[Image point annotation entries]
++++++++++

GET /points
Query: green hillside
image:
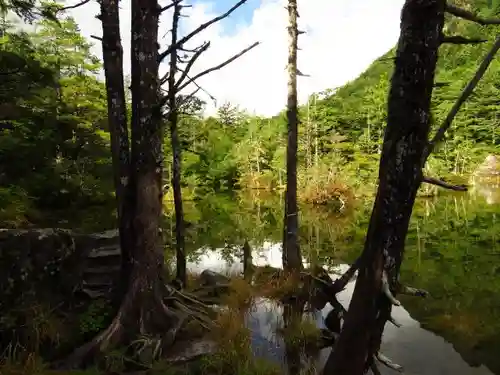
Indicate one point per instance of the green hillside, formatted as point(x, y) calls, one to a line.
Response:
point(339, 138)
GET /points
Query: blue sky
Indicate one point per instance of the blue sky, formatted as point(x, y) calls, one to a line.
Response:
point(240, 17)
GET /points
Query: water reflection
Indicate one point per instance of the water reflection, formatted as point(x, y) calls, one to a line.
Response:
point(418, 350)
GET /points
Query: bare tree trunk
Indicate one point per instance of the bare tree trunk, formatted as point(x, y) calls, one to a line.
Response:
point(291, 251)
point(147, 152)
point(176, 153)
point(117, 121)
point(400, 175)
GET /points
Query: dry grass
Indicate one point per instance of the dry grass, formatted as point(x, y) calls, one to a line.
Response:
point(333, 194)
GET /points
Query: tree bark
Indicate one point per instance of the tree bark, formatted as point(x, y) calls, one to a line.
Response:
point(173, 119)
point(400, 175)
point(291, 251)
point(147, 152)
point(117, 121)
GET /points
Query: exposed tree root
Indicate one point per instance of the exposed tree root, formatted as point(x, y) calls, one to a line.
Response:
point(149, 317)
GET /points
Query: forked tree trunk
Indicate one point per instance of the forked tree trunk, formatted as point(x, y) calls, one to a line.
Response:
point(142, 310)
point(291, 251)
point(117, 121)
point(400, 175)
point(147, 160)
point(173, 119)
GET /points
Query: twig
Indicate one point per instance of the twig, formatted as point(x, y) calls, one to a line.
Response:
point(190, 64)
point(444, 184)
point(341, 282)
point(466, 15)
point(458, 39)
point(387, 291)
point(463, 97)
point(167, 7)
point(200, 28)
point(220, 66)
point(83, 2)
point(387, 362)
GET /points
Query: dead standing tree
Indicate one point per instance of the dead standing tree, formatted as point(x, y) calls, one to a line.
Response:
point(150, 307)
point(181, 61)
point(292, 260)
point(405, 151)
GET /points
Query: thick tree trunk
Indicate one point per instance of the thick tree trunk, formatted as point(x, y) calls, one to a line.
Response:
point(117, 121)
point(176, 154)
point(147, 152)
point(291, 251)
point(400, 175)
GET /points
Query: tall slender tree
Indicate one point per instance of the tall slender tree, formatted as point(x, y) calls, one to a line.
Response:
point(291, 250)
point(112, 52)
point(400, 175)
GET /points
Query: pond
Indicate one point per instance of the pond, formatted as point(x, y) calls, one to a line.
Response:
point(452, 251)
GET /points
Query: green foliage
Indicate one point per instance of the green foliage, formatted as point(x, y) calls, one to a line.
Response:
point(95, 318)
point(54, 144)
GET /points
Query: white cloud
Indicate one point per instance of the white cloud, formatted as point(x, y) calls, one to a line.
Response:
point(343, 38)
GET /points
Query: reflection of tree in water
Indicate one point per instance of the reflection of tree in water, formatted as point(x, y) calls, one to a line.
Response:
point(452, 252)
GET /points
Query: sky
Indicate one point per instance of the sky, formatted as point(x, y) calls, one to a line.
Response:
point(342, 38)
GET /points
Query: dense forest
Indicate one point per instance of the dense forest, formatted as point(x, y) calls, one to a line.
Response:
point(57, 171)
point(63, 164)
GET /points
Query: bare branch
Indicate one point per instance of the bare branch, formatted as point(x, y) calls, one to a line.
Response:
point(220, 66)
point(444, 184)
point(190, 64)
point(300, 74)
point(466, 15)
point(374, 368)
point(387, 362)
point(199, 29)
point(167, 7)
point(441, 84)
point(410, 291)
point(457, 39)
point(463, 97)
point(341, 282)
point(387, 291)
point(77, 5)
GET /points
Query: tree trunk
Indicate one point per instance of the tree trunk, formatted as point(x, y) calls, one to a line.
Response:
point(400, 175)
point(176, 154)
point(117, 121)
point(147, 152)
point(291, 251)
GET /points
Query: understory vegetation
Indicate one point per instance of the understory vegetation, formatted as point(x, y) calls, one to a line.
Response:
point(56, 170)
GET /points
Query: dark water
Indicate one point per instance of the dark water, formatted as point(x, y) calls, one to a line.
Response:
point(452, 251)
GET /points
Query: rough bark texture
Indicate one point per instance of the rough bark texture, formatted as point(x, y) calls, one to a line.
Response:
point(147, 159)
point(400, 175)
point(142, 310)
point(176, 153)
point(117, 121)
point(291, 251)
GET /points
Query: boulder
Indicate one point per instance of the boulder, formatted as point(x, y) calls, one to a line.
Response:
point(49, 264)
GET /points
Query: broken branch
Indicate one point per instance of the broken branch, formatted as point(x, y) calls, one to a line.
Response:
point(190, 64)
point(387, 290)
point(83, 2)
point(199, 29)
point(457, 39)
point(463, 97)
point(167, 7)
point(469, 16)
point(217, 67)
point(444, 184)
point(341, 282)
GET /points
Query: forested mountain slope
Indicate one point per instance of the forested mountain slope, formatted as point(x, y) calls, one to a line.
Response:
point(54, 144)
point(357, 111)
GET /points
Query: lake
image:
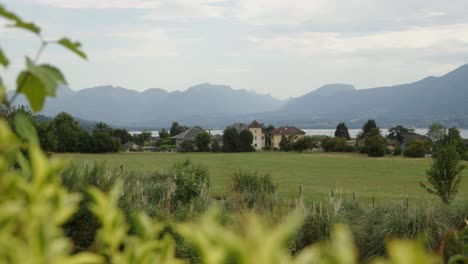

++++++++++

◆ **TASK INSTRUCTIONS**
Please rewrite every line from the start of the lines through the one holding "point(418, 350)", inclusive, increasing each coordinate in the answers by 88. Leave the pictures out.

◆ **RESULT**
GET /points
Query: green hillside
image:
Indicate one point per instance of the green hillside, formatted as point(x, y) calls, one to a line.
Response:
point(427, 226)
GET /points
Query: blue sky
Indicate one point per instance of the blue sky, formatted as point(x, y) calls, one to a line.
Response:
point(328, 105)
GET /points
Query: water reflection
Indicate one point per instance of the water reflection, formatted as point(x, y) calls, one to a line.
Response:
point(506, 438)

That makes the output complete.